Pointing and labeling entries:
▬▬▬▬▬▬▬▬▬▬

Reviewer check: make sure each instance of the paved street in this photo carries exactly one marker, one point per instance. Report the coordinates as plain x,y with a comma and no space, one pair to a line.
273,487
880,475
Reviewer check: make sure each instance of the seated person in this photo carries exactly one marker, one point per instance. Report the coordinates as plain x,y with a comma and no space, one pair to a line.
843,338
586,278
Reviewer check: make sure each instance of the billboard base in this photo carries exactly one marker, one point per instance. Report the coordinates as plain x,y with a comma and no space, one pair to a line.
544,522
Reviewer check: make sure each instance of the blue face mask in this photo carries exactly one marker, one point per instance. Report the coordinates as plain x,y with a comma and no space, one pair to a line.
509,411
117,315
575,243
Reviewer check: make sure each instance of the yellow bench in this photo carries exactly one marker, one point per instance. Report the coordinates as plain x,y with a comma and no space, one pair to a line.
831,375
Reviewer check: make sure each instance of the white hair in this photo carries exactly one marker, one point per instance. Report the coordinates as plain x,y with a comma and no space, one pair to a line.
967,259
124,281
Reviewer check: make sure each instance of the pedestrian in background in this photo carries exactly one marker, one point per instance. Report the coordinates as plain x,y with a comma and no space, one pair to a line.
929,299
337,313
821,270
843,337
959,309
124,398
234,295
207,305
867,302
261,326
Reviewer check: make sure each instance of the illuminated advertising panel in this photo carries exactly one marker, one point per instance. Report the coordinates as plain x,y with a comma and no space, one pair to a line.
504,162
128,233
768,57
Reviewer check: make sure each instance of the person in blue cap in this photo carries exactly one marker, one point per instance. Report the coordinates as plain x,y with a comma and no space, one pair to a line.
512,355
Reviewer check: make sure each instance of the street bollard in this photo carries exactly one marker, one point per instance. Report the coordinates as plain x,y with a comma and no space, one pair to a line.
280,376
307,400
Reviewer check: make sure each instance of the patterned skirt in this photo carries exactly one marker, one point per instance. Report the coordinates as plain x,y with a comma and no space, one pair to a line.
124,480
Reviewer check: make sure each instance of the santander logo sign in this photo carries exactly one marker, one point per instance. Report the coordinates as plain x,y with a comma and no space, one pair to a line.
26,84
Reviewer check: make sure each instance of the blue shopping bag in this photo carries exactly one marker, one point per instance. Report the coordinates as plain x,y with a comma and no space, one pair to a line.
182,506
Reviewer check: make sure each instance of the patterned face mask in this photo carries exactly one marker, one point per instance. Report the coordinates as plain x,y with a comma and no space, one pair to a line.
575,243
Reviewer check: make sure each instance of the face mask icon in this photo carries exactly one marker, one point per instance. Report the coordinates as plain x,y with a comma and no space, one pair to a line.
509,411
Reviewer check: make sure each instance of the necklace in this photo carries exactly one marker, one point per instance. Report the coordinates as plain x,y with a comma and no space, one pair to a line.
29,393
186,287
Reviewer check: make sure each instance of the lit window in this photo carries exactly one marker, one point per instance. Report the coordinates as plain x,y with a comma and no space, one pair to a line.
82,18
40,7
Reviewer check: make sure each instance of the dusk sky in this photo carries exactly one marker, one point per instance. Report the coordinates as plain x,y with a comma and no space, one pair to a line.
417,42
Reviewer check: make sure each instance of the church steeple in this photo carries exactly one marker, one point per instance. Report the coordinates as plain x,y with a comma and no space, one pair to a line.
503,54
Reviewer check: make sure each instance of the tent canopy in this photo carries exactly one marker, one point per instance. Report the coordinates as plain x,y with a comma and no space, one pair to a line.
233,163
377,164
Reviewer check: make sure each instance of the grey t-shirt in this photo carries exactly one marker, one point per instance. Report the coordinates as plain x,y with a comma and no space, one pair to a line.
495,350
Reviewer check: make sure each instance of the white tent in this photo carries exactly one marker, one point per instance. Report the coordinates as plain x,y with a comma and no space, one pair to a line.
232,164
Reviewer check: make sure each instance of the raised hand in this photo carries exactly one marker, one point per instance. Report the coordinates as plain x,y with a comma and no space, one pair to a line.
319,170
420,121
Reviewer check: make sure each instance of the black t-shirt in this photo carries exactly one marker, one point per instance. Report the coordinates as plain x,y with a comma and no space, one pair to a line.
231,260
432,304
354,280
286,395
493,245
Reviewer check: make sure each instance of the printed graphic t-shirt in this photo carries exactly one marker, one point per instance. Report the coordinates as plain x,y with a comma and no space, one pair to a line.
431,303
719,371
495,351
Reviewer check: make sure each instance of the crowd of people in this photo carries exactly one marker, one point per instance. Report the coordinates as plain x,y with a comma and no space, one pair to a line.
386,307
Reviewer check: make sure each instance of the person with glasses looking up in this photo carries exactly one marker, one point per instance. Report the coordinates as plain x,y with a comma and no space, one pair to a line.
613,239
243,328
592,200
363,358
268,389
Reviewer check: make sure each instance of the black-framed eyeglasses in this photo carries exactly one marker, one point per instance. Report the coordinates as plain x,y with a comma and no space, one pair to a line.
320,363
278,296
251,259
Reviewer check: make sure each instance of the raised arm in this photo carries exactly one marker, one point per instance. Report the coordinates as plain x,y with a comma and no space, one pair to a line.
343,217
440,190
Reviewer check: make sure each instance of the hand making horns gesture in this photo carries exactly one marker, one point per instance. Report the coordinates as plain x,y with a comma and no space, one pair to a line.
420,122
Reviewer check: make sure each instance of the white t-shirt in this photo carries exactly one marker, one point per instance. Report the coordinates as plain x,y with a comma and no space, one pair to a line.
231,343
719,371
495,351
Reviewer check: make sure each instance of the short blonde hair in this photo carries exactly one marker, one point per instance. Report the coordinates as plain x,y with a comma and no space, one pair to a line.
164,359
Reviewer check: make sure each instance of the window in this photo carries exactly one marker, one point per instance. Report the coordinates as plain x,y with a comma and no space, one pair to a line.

▬▬▬▬▬▬▬▬▬▬

__PROBLEM DETAILS__: Swap "Reviewer check" for "Quality check" everywhere it appears in the lines above, and leave everything else the same.

__SOLUTION FOR THIS EXERCISE__:
Quality check: make sure each instance of the paved street in this photo carries exactly one marker, one point per instance. Report the coordinates as plain x,y with a comma and no space, one pair to a line.
273,487
880,475
Quality check: make sure each instance of the seated person in this photo carries exactly one marker, one point per instance. Report the coordinates as plain x,y with a comma and no space, one pair to a line.
843,338
586,278
Quality check: make sure each instance of the billboard base in this photo carries exactly one marker, one point per instance. Report the coordinates as plain x,y with a comma and no space, one pair to a line.
544,522
Quality check: make sure each instance of the blue face mask in this photo carries exactly one marker, one point per instance. Report the coordinates as plain x,y with a comma and no space, one pair to a line.
509,411
117,315
575,243
Quality check: make sure each instance of the yellow bench in this photo carries exactly one marker, one point per instance. Report the coordinates as plain x,y with a comma and no space, one pair to a line.
831,375
Quality check: make sure each instance of the white hair in this photo carries exactly one marker, one point per instance. Report the coordinates as plain x,y with a comma and no space, one pair to a line.
967,259
124,281
Quality check: make sure each instance of the pedestrian in background in this photo carries exactly one marker, one point per instance. Report the coordinates as plain x,y with a comma and no space, one pair to a line.
929,299
337,313
821,270
843,337
959,309
124,398
234,295
207,305
867,302
261,326
Quality check: make sure each instance of the illuminated advertising panel in this photo carries exactly one marker, one point per instance. Report the coordinates as plain x,y with a comma and no space, one pair to a line.
504,162
128,233
768,57
Quality check: make sure each instance of the person in blue cap in this photo carries exactly one marker, one point per instance. Report the coordinates as plain x,y with a comma and no space, one pair to a line.
512,355
Quality check: make sure each instance of the street bollard in this photo carries exactly one marker, one point per instance. Report the coordinates as plain x,y with a comma and no space, one pair to a line.
280,376
307,400
Quality check: make sure each instance of the patterned skirt in this photo carries exactly one marker, one point per instance. Report the coordinates as plain x,y with a comma and no space, one pair to a line.
124,480
Quality check: make sure each instance of the santander logo sign in this photo carries exactly one marker, one point per instance. Report the coordinates as plain x,y with a comma and no space, one pair to a line.
26,84
Quality check: make sure each instance of the blue shopping bag in this photo carries exactly one marker, one point per instance. Report the coordinates as plain x,y with a comma and no space, one pair to a line.
182,506
Quality check: make sure each instance of the patterned face mask in this photo carries exactly one marker, one point per instance. Report the coordinates as plain x,y with a comma and no space, one pair to a line.
575,243
Quality check: make sure each instance of the face mask icon in this photo carries exactly one marker, one point per instance. Report the coordinates as plain x,y with a comma and no space, one pair to a line.
509,411
Quality check: make sure each instance of the necklace in this photo carries exactly one marker, one point per instance. Report the coordinates as plain x,y with a comma and no space, one pair to a line.
29,393
186,287
Quality check: make sure each instance of the lit window in this photo carries exactly one marker, one point per instance. Report the coordinates as plain x,y with a comma and no space, one pair to a line.
82,18
40,7
Quality check: make sure each instance of the dusk sky in this photo carries exactly one marker, one point per instance. Report the coordinates as plain x,y with a comma and no space, one pair to a line.
417,42
Quality check: make sure each instance of the church steeple in this photo carries exactly one marker, one point per instance. Report the coordinates as plain x,y with a comma and no space, one pair to a line.
503,54
Quality check: make sure each instance of the tent canopy in this photo carries exactly one marker, one point per instance. Report the coordinates as plain x,y with a comma and no space, one pair to a line.
233,163
377,164
Quality check: make sure each instance of the grey t-shirt in this photo carries exactly one marker, one point per instance. Report the coordinates as plain x,y with a comma and no space, one pair to a line.
495,350
Quality check: make sure each instance of the white tent in this photo carries exactly one marker, one point per instance. Report the coordinates as plain x,y with a comma and no space, one pair to a line.
232,164
Quality check: make sure each instance of the raised hand in this photo carries exactly one marker, one point per instance. Report the coordinates as plain x,y with a comma and no space, one pair to a line.
319,170
420,121
Quality check: make sure each instance of the black t-shirt in this photo carries exactly one marker, one point per instance. Report the coordinates as plain x,y with a comma and no space, one pair to a line.
231,260
432,304
354,280
286,395
493,245
Quality check: make sure each instance of the printed graphic t-shirt in this photo carries exactly one marker, one point per instance. Report the coordinates as plain x,y with a comma and no space, one pair to a line.
431,303
719,371
495,351
Quality check: make sure each instance of the crowd of people in this photo carries exactly one marker, one point per instance. Report the coordinates as plain x,y with a comma and no space, one pair to a line.
386,307
Quality check: make sure each instance of the person with glasses looking up in this photo carries exactly one marker, one point per instance. Report the coordinates as plain x,y with a comma and no space, one pair to a line.
613,239
243,328
592,200
363,358
268,389
Quality check: make sure each instance of the black-framed eyeglasses in this photo carries exactly one marker, one point per instance. Report the coordinates as plain x,y with a comma and no space, one pair to a line.
320,363
278,296
251,259
Quality check: make sure each instance of the raised arm in this photo carries exactly one marker, one point per instance. Report the coordinates as plain x,y with a comma and no space, one pair to a line.
343,217
440,190
Quality check: make sure each instance of the hand making horns gesture in this photo carries exactly one marker, one point per instance. Report the coordinates as plain x,y with a comma and no space, one pair to a line.
420,122
Quality check: make sure each instance of the white t-shirt in this photo carries exactly one marker, one point per instance. Report the coordinates as plain x,y with a comma and no space, one pair to a line.
231,343
719,371
495,351
Quality check: make sure each instance of the short blonde hair in this photo carries exactly one marker, one point per instance. Report the coordinates as plain x,y with a comma and no space, one pair to a line.
164,359
Quality check: make sure each instance of the window in this photo carries exactly one marker, one point per instance. Report the coordinates as plain x,y with a comma and no space, one pair to a line.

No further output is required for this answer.